**WHAT YOU SHOULD DO:** Send back the records in full, character for character.
-- Start DATA PROVIDED --
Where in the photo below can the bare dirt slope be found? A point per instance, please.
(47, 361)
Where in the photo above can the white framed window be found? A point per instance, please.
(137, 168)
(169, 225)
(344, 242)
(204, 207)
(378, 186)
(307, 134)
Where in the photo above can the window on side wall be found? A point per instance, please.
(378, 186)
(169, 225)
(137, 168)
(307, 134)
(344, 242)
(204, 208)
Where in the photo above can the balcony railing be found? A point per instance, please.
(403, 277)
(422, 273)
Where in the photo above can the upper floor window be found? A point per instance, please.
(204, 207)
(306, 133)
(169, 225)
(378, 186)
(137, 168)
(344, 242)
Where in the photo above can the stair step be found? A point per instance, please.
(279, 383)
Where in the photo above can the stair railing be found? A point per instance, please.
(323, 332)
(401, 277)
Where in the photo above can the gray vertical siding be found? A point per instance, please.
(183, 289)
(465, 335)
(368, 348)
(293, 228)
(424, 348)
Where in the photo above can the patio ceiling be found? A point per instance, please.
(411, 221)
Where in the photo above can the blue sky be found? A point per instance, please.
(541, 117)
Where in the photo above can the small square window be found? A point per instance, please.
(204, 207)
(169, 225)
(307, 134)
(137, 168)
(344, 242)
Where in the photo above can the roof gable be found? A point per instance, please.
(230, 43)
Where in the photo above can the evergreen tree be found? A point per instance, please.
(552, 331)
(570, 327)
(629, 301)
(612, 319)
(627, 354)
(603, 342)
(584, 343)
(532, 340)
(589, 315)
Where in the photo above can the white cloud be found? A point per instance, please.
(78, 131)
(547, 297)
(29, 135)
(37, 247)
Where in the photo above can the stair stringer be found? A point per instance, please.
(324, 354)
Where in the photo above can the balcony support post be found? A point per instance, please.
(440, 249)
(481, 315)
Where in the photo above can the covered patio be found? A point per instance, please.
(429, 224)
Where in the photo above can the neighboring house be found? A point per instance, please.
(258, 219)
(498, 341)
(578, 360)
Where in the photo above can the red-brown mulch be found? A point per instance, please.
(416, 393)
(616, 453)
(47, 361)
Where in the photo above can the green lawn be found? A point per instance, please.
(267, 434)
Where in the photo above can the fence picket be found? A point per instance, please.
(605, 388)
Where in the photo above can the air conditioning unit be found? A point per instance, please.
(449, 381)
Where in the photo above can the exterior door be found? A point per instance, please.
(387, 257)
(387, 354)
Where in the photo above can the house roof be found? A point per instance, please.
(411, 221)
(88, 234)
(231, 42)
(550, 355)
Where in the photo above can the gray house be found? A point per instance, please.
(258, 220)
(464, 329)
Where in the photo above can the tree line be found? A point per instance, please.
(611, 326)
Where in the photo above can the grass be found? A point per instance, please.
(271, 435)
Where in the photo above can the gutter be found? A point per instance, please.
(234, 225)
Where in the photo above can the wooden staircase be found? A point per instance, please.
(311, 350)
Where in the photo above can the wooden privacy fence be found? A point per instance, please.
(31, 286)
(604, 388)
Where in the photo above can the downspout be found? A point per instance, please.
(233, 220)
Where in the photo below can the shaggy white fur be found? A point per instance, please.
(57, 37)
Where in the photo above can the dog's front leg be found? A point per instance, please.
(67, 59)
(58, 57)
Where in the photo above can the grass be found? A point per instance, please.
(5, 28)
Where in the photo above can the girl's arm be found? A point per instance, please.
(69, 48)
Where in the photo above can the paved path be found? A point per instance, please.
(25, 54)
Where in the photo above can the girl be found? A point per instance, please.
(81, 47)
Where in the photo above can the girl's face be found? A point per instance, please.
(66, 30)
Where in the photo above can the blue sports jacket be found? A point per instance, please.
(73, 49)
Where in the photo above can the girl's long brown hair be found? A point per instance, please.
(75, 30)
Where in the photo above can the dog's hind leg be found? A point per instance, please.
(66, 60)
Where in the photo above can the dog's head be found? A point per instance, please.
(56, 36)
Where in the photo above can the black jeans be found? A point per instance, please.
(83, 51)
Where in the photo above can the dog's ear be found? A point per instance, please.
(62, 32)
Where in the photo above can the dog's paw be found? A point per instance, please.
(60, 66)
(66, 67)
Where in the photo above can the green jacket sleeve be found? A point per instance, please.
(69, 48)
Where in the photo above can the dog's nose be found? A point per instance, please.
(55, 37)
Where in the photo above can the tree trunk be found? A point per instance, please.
-- End DATA PROVIDED --
**SOLUTION:**
Where in the photo below can the bare dirt slope be found? A point per instance, please.
(47, 361)
Where in the photo above can the white framed window be found? A point per instance, please.
(137, 168)
(169, 225)
(344, 242)
(204, 207)
(378, 186)
(307, 134)
Where in the photo above can the window on side wall be found? A point per instance, please.
(378, 186)
(169, 225)
(137, 168)
(307, 134)
(344, 242)
(204, 208)
Where in the photo above can the balcony railing be found? A point per instance, please.
(403, 277)
(422, 273)
Where in the photo above can the upper floor window be found? A point per instance, please.
(204, 207)
(306, 133)
(169, 225)
(378, 186)
(137, 168)
(344, 242)
Where in the photo above can the stair step be found? A point per instance, please.
(279, 383)
Where in the photo above can the stair railing be found? A point per instance, please.
(323, 332)
(401, 277)
Where in the photo above can the gray vertical siding be found? A point per instance, please.
(183, 289)
(465, 335)
(368, 348)
(293, 228)
(424, 348)
Where in the photo above can the patio ceiling be found? A point per instance, please.
(411, 221)
Where in the photo above can the blue sky be found? A point per instance, please.
(541, 117)
Where in the photo above can the small square window be found? A point per instance, please.
(204, 207)
(169, 225)
(307, 134)
(137, 168)
(344, 242)
Where in the photo above can the roof gable be found? A point per instance, please.
(230, 43)
Where in the photo above can the evergreen tree be found? A point per instance, please.
(552, 331)
(570, 327)
(629, 301)
(612, 319)
(627, 354)
(603, 342)
(584, 343)
(532, 340)
(589, 315)
Where in the photo above can the white cloud be found? A point per instance, please.
(78, 131)
(547, 297)
(29, 135)
(37, 247)
Where in the photo above can the stair stringer be found? A point per instance, please.
(324, 354)
Where in the photo above can the balcony support post be found? A point per instance, please.
(440, 249)
(481, 315)
Where in the photo above can the covered patio be found? A point per instance, please.
(429, 224)
Where in the photo above can the neighboring house be found? A point per instance, please.
(258, 219)
(498, 341)
(578, 360)
Where in the photo above can the red-brown mulch be found? A point per instance, please.
(416, 393)
(616, 453)
(47, 361)
Where in the photo above can the green lawn be found? A point per instance, please.
(267, 434)
Where in the photo above can the fence picket be found? A point per instance, please.
(605, 388)
Where in the photo above can the air conditioning unit be found? A point per instance, please.
(449, 381)
Where in the photo above can the exterior door be found? A point per instance, please.
(387, 257)
(387, 354)
Where in the photo above can the house roof be found? A point per instance, please.
(411, 221)
(88, 234)
(231, 42)
(550, 355)
Where in the photo above can the gray house be found? A point per instance, please.
(258, 220)
(464, 329)
Where in the photo above can the tree line be found? A point per instance, please.
(611, 326)
Where in the photo above can the grass be found? A point per instance, please.
(271, 435)
Where in the photo above can the gutter be found? A point per instance, please.
(234, 225)
Where in the photo above can the wooden staircase be found? A point per instance, please.
(311, 350)
Where in the photo above can the wooden privacy fence be found? A point per instance, please.
(31, 286)
(604, 388)
Where in the photo above can the downspout be found? A point per instance, please.
(233, 220)
Where in the photo below can the shaggy white fur be found? A point per instance, please.
(57, 37)
Where in the photo above can the dog's front leg be found? A point per instance, please.
(67, 59)
(58, 57)
Where in the photo above can the grass be found? A point per instance, please.
(5, 28)
Where in the photo above can the girl's arm be found? A point per instance, please.
(69, 48)
Where in the photo above can the paved path be found? A point per instance, please.
(25, 54)
Where in the photo above can the girl be found? A point per instance, please.
(81, 47)
Where in the photo above can the girl's face be found? A point per instance, please.
(66, 30)
Where in the photo above can the blue sports jacket be found? A point per instance, please.
(73, 49)
Where in the photo above can the girl's long brown hair be found? A point per instance, please.
(75, 30)
Where in the photo above can the dog's hind leg be found? A point per instance, please.
(66, 60)
Where in the photo above can the dog's head be found? A point per instance, please.
(56, 36)
Where in the photo above can the black jeans be found? A point per instance, please.
(83, 51)
Where in the photo above can the dog's ear be found? A point per instance, please.
(62, 32)
Where in the photo above can the dog's paw be found? A point per instance, please.
(60, 66)
(66, 67)
Where in the photo above can the green jacket sleeve be found? A point per instance, please.
(69, 48)
Where in the photo above can the dog's nose be found? A point per instance, please.
(55, 37)
Where in the photo above can the tree trunk be found? A point per instance, please.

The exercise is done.